**Dataset extract**
>> Begin
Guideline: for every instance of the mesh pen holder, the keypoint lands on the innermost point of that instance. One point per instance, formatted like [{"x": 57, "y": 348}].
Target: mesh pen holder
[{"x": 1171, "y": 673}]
>> End
>> Begin
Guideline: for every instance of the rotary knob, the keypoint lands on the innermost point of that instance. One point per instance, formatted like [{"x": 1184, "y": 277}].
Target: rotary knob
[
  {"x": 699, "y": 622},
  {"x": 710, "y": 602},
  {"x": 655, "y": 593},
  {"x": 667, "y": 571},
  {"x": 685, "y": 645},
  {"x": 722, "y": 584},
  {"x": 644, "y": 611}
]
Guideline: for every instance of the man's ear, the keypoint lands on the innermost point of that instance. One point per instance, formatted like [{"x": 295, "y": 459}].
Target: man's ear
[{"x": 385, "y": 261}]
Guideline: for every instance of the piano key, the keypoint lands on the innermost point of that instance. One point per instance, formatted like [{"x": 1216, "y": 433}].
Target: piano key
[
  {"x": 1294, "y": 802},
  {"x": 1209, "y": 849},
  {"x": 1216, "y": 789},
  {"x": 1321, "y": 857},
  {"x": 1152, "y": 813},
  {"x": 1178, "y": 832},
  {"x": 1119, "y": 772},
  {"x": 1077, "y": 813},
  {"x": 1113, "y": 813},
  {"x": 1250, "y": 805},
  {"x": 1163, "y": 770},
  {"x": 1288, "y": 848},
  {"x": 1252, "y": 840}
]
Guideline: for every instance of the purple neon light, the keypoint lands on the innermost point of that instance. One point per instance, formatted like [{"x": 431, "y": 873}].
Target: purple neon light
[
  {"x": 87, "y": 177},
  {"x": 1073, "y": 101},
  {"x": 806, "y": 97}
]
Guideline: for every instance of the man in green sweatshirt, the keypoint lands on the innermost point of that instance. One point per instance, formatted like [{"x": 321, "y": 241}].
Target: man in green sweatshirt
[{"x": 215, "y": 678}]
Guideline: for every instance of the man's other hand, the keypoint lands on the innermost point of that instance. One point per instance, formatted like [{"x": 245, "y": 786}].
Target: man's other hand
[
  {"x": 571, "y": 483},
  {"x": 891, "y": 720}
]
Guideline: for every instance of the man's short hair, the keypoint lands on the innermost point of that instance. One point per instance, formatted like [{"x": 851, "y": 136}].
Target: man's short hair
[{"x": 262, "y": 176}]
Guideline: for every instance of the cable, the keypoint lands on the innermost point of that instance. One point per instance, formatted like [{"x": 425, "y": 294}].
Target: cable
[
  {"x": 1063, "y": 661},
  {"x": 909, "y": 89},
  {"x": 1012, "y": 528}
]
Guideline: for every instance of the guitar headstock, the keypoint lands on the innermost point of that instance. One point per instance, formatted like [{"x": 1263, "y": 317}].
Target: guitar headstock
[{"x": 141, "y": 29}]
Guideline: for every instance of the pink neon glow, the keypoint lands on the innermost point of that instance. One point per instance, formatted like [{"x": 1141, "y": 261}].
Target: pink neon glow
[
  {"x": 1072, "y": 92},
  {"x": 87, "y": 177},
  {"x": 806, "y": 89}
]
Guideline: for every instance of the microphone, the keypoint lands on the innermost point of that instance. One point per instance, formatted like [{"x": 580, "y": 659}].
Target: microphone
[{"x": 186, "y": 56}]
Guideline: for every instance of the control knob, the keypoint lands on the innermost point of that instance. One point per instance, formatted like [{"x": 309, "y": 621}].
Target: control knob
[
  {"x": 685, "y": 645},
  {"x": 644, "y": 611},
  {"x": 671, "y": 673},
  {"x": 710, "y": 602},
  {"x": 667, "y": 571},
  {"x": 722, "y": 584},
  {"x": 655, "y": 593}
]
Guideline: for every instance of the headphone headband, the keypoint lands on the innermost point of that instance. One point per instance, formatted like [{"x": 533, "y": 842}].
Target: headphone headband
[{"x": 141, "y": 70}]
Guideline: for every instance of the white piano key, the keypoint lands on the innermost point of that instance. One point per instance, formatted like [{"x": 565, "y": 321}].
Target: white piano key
>> End
>> Begin
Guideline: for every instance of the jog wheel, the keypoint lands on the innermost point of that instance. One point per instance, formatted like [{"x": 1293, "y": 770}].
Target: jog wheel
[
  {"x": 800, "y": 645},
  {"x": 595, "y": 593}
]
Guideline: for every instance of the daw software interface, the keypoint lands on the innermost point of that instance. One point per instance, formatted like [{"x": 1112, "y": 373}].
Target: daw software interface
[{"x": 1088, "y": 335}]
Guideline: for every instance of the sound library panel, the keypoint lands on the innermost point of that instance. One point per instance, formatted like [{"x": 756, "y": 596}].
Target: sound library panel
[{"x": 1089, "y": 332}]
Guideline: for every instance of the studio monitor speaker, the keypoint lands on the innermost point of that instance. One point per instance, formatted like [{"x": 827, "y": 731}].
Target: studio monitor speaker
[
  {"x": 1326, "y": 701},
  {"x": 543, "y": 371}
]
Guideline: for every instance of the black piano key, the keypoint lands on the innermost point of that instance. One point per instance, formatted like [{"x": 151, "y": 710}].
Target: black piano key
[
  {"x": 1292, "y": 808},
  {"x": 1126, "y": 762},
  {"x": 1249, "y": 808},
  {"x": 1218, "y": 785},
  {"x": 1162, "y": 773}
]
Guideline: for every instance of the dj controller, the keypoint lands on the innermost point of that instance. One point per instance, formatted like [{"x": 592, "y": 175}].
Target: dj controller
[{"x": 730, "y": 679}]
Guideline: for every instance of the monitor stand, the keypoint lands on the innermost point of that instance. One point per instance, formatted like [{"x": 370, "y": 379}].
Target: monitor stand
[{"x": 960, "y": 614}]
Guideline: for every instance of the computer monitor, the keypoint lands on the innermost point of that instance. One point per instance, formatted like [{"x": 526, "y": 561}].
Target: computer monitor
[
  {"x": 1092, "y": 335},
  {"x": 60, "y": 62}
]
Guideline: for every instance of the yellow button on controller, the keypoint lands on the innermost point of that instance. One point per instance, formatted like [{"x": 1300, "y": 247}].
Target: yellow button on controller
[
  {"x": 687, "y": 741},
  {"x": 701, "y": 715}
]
>> End
Copy out the lines word for word, starting at the one containing "Guideline: for every instance of the cable, the" and ending at the one containing "Target: white piano key", with both of those lines included.

**Solution for this exercise**
Guideline: for every instance of the cable, the keypoint lands on the innermost point of that instance. One point per instance, formatted like [{"x": 425, "y": 294}].
Target: cable
[
  {"x": 1063, "y": 661},
  {"x": 909, "y": 89},
  {"x": 1012, "y": 528}
]
Guideline: for every instance of the guitar headstock, the keypoint lands on the innermost point of that instance. One point per instance, formatted like [{"x": 1263, "y": 317}].
Target: guitar headstock
[{"x": 141, "y": 29}]
Guideline: for every instance of the pink neon glow, the keypoint lands on the innermost point of that instance. One point per instance, formatted like [{"x": 1141, "y": 261}].
Target: pink neon glow
[
  {"x": 1072, "y": 92},
  {"x": 87, "y": 177},
  {"x": 806, "y": 89}
]
Guideline: for every instance of the microphone, the keypoint lands on the innermost point of that instance. One point per instance, formatted like [{"x": 580, "y": 659}].
Target: microphone
[{"x": 186, "y": 56}]
Guideline: for every instance of the control knob, the keypoint lands on the innermost point of that instance. One point per instance, formatted like [{"x": 309, "y": 621}].
Target: control knob
[
  {"x": 685, "y": 645},
  {"x": 644, "y": 611},
  {"x": 671, "y": 673},
  {"x": 710, "y": 602},
  {"x": 667, "y": 571},
  {"x": 722, "y": 584},
  {"x": 655, "y": 593}
]
Guideline: for every instance of the headphone headband, the keypoint lands on the innermost point of that instance. One point per instance, formatted like [{"x": 533, "y": 842}].
Target: headphone headband
[{"x": 141, "y": 70}]
Guideline: for every instance of the white piano key, the keypoint lands on the innermost point of that instance. One point per instance, formatted like [{"x": 565, "y": 321}].
Target: white piano key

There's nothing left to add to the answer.